[Location labeling records]
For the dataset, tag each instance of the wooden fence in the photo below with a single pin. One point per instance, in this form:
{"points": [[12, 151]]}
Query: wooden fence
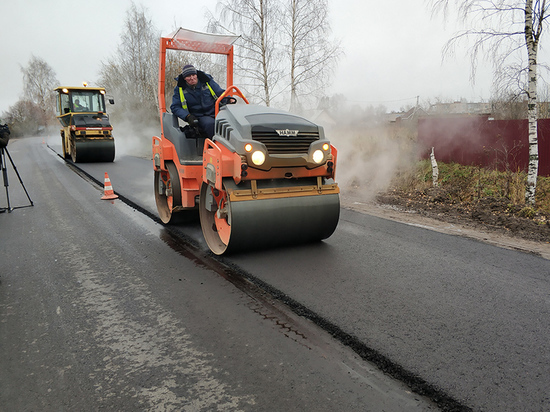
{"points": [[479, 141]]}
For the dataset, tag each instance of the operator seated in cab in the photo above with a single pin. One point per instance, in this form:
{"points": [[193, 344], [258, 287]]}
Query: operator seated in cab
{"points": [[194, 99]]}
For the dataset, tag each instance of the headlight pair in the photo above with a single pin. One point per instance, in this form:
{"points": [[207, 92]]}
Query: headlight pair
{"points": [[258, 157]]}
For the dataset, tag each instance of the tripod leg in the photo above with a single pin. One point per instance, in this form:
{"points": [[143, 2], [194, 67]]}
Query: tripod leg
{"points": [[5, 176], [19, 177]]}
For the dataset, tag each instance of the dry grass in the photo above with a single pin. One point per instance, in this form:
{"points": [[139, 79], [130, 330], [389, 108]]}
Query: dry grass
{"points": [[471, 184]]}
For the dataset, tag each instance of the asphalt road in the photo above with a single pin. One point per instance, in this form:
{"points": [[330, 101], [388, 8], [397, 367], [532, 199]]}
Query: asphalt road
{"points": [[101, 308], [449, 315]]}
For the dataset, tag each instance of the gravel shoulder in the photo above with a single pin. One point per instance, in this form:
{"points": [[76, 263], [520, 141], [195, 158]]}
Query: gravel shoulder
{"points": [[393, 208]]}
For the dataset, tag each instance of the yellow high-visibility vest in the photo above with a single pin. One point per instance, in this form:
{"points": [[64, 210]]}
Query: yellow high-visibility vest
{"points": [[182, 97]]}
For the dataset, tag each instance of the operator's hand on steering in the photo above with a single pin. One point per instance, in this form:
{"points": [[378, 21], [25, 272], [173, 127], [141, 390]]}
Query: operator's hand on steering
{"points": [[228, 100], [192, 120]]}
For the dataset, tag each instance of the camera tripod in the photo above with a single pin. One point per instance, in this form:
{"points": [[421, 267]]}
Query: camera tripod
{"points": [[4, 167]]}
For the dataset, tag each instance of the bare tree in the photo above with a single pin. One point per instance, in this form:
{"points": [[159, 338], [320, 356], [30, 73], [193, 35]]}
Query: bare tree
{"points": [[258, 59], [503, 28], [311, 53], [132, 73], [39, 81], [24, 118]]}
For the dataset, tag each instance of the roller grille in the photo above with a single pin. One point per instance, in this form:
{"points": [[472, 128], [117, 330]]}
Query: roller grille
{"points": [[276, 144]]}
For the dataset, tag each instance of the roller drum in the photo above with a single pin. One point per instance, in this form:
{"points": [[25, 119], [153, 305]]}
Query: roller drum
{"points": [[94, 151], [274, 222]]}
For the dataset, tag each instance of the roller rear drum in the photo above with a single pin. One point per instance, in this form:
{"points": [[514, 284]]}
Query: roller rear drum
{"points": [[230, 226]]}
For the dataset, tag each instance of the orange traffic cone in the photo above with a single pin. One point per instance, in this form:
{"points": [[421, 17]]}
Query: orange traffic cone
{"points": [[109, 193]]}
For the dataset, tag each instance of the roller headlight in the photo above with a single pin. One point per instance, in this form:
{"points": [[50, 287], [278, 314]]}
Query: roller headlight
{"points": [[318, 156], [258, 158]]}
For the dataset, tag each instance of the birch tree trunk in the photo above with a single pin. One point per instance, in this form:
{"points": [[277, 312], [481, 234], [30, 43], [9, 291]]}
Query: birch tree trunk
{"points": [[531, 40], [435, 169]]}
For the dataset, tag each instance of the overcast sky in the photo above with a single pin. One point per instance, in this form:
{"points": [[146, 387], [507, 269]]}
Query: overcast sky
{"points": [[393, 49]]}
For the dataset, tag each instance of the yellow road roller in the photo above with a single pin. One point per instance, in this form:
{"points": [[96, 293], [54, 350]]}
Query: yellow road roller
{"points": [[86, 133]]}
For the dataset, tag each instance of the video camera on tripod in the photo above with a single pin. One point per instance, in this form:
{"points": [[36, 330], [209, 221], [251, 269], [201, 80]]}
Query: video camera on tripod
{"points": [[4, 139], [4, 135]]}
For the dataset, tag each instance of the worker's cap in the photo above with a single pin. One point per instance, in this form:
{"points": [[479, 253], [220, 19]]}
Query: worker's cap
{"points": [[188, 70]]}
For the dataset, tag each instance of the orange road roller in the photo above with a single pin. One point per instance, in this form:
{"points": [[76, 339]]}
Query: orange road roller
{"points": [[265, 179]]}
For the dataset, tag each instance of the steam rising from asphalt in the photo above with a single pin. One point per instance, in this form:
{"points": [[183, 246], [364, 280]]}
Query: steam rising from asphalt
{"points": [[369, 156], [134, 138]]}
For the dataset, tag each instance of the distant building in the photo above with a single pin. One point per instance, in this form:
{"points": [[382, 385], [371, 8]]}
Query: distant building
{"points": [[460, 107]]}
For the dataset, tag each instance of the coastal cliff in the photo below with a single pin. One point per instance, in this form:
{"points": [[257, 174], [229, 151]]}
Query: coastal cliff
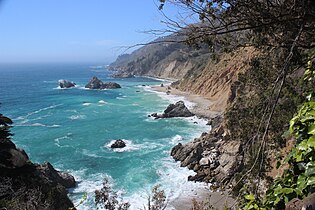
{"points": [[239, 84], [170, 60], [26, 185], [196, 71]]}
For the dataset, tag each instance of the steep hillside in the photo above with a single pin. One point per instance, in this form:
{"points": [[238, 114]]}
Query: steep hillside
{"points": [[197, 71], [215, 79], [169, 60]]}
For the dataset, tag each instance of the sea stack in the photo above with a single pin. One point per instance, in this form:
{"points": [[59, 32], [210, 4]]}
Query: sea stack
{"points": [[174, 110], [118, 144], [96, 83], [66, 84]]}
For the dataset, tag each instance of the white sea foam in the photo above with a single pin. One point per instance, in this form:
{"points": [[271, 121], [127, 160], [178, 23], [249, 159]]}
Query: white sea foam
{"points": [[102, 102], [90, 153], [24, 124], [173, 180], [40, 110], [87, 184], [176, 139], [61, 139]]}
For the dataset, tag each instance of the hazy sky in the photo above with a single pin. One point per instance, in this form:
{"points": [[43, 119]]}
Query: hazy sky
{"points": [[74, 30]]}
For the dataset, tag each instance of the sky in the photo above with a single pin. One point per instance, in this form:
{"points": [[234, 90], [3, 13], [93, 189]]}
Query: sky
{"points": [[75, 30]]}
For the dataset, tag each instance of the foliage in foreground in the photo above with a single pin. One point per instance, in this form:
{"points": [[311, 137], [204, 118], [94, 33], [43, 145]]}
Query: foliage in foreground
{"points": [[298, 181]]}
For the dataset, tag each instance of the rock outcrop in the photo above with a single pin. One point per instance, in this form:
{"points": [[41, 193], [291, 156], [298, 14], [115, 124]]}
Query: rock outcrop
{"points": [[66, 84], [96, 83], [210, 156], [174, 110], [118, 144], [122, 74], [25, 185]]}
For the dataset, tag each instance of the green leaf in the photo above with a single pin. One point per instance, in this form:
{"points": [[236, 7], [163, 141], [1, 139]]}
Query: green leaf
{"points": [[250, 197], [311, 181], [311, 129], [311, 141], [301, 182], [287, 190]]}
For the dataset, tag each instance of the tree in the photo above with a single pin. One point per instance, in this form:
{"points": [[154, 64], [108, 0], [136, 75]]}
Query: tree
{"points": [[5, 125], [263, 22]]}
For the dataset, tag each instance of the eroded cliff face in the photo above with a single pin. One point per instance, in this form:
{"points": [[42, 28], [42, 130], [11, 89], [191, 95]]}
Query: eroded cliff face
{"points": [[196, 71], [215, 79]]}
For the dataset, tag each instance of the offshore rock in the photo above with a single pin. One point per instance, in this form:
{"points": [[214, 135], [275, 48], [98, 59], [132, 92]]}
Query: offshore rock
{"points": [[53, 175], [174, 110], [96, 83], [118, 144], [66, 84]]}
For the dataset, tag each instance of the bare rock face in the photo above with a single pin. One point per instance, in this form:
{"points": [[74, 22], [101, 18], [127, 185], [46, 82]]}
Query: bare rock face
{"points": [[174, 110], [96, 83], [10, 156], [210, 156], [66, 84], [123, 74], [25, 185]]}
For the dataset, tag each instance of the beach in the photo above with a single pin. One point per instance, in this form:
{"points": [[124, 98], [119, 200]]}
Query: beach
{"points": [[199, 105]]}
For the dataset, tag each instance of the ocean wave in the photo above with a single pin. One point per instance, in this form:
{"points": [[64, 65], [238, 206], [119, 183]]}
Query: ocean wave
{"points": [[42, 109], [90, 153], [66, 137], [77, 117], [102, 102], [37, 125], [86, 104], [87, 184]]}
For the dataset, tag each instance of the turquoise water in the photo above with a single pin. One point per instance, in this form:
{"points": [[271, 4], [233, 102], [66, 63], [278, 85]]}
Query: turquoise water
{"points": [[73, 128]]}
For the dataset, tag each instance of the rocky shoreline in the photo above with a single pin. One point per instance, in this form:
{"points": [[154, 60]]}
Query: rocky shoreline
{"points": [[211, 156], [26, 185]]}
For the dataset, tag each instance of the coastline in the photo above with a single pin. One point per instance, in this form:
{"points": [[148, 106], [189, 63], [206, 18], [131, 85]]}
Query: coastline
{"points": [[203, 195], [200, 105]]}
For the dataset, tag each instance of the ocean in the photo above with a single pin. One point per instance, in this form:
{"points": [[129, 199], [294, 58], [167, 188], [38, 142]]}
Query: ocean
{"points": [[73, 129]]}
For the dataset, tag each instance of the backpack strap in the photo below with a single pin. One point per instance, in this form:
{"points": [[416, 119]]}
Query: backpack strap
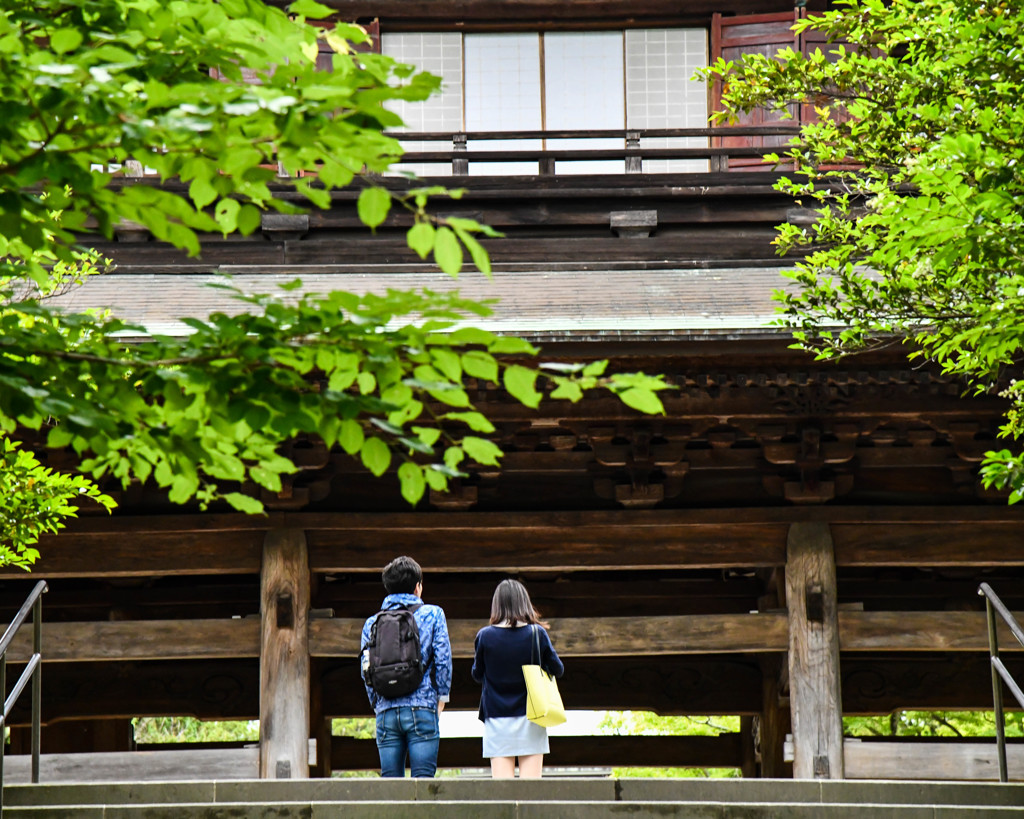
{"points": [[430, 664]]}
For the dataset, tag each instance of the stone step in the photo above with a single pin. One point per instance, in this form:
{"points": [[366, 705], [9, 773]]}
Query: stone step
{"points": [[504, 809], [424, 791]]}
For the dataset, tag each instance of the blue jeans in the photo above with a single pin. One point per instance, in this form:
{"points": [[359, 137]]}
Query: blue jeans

**What to produce**
Reproduce exactly the lines from the one with "For the dataset, tag each instance of the turquoise" to the bottom of the listing, both ends included, and nothing else. Skip the pictures.

**Solution below**
For the dataset, tag each instance of the turquoise water in the photo above with a single pin. One point per instance, in this form:
{"points": [[271, 4], [233, 102], [66, 63], [278, 85]]}
Query: turquoise water
{"points": [[73, 128]]}
For the dataset, tag each instance of the rocky shoreline in the photo above with a single pin. One point per instance, in this form:
{"points": [[154, 60]]}
Query: rocky shoreline
{"points": [[211, 156], [26, 185]]}
For the dataset, tag each instance of the coastline in the photo above with a single pin. One point per instance, in this form:
{"points": [[148, 106], [189, 63], [206, 18], [131, 85]]}
Query: coastline
{"points": [[203, 195], [200, 105]]}
For the dataset, tag each instance of the ocean in the photo above with a single pin. One point per instance, in this form:
{"points": [[129, 199], [294, 58], [167, 188], [38, 142]]}
Query: ocean
{"points": [[73, 129]]}
For the dataset, tag each instance of the backpack strap in the photo below with a single pin. One point per instance, in this form:
{"points": [[416, 119]]}
Query: backpack strap
{"points": [[430, 664]]}
For the dataset, tag each instance of the stone step in the photo above with a single pin. One point per instance, in this form:
{"points": [[366, 705], [9, 773]]}
Query: stone step
{"points": [[504, 809], [424, 791]]}
For the dataset, tag each instance of the blue jeans in the photo above with a single pin. One point per instance, in this form:
{"points": [[359, 137]]}
Query: blue jeans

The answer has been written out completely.